**RECORDS SUPPLIED**:
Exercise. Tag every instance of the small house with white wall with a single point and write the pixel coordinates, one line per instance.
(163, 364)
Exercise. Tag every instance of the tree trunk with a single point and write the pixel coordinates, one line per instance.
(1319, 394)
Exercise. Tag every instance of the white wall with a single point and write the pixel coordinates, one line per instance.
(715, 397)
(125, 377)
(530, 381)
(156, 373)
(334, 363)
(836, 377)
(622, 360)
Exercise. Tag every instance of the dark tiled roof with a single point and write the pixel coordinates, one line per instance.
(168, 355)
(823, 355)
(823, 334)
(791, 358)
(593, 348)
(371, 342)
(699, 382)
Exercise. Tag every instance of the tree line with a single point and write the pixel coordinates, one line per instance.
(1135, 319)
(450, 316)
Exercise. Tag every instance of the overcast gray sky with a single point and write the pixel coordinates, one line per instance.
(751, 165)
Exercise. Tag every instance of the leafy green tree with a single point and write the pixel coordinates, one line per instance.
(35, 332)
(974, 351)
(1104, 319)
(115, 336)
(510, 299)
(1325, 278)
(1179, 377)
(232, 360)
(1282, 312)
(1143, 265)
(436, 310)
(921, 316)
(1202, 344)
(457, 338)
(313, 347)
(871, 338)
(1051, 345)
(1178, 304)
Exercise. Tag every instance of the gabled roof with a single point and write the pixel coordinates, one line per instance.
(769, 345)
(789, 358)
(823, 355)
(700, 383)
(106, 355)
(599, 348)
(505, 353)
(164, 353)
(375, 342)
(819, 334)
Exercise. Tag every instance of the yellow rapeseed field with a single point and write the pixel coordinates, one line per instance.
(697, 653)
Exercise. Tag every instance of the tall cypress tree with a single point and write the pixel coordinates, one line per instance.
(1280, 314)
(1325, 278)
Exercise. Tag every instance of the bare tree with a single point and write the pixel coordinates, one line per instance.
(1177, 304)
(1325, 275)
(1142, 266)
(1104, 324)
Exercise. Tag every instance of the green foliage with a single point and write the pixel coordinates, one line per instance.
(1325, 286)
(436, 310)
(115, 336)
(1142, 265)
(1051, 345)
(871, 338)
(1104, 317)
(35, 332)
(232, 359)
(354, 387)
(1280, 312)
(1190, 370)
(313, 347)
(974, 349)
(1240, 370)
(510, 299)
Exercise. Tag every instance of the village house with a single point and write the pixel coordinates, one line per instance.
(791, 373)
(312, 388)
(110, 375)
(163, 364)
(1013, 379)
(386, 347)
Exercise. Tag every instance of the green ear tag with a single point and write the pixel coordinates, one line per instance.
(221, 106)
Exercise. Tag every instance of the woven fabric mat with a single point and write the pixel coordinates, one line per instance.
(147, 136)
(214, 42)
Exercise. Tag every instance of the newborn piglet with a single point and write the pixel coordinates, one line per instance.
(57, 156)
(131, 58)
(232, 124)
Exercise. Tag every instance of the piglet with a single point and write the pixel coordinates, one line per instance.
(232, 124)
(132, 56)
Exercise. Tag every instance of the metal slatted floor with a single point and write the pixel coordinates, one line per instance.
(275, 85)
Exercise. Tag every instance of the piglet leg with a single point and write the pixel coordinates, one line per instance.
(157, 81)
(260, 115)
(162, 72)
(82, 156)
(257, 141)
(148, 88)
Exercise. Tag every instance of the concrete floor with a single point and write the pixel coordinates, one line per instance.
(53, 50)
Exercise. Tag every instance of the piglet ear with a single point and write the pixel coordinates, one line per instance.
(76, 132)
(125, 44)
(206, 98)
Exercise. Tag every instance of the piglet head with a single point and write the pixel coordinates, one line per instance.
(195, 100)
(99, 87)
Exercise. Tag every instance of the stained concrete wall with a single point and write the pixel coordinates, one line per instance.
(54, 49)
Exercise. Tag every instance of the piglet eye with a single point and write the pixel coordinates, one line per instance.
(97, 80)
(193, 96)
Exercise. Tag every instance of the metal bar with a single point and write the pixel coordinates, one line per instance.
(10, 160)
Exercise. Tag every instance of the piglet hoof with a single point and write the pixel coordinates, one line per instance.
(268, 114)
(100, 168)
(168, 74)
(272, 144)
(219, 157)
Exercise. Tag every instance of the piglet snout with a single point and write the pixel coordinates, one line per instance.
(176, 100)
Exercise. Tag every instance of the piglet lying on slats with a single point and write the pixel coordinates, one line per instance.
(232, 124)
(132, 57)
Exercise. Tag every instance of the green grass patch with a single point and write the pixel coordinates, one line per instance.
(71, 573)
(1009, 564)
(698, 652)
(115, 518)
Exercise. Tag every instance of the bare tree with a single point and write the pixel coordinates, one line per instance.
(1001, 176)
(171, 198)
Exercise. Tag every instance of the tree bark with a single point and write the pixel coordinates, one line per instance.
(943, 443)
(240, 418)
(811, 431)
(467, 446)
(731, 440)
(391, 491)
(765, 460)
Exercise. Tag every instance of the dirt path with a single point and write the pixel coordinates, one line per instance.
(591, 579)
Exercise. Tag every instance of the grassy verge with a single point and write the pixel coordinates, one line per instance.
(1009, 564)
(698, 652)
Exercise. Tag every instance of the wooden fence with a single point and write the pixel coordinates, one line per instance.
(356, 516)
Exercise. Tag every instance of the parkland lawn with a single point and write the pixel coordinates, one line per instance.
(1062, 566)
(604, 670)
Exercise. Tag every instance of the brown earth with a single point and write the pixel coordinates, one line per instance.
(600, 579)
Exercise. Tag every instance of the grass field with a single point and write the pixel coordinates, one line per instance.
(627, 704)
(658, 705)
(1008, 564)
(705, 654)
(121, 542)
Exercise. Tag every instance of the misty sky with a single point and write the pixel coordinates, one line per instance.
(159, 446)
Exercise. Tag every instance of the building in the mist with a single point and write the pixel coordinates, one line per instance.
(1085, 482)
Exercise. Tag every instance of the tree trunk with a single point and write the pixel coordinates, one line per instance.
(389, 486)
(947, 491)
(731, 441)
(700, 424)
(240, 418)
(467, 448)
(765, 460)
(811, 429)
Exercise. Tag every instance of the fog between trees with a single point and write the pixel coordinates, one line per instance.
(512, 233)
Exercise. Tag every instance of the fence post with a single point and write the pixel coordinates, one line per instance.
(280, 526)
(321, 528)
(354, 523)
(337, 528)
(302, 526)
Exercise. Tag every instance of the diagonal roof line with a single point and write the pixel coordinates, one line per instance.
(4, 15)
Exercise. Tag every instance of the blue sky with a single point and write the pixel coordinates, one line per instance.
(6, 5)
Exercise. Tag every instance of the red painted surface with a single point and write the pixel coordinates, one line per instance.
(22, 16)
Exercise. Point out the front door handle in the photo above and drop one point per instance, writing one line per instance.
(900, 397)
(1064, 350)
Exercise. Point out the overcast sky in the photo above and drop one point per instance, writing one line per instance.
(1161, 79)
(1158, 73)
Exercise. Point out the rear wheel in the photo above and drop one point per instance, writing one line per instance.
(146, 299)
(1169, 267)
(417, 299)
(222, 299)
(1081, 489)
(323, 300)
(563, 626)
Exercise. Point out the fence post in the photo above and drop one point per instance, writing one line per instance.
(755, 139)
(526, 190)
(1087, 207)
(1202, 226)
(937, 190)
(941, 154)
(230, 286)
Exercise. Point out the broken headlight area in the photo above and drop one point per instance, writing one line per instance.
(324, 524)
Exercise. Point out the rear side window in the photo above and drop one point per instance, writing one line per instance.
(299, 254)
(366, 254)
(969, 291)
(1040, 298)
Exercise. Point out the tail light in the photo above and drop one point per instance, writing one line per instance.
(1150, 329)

**SET TASK**:
Locate "Exercise. Point out the rear wheel" in the data above. Then repeat, exactly, its line and each line after it through the last, adding nothing.

**OUTPUT FOR THIS TASK**:
Exercise. Point out the rear wheel in the photo above and drop one point per instance, writing one line per instance.
(146, 299)
(1169, 267)
(417, 299)
(222, 299)
(1081, 489)
(323, 300)
(563, 626)
Exercise. Point out the fence post in the photo above and drop one point per instance, writing one line per instance.
(755, 139)
(526, 190)
(1087, 207)
(1202, 226)
(937, 190)
(941, 154)
(230, 286)
Exercise. Point out the broken headlight area in the photo above and drop one point per instance, writing one line per instance.
(324, 524)
Exercise. Point out the rear side window in the photo above and drop one point per instance, writing one line per instance.
(299, 254)
(366, 254)
(969, 291)
(1040, 298)
Exercise. Point out the tail light in the photo above and drop one point per instance, writing one line per instance.
(1150, 329)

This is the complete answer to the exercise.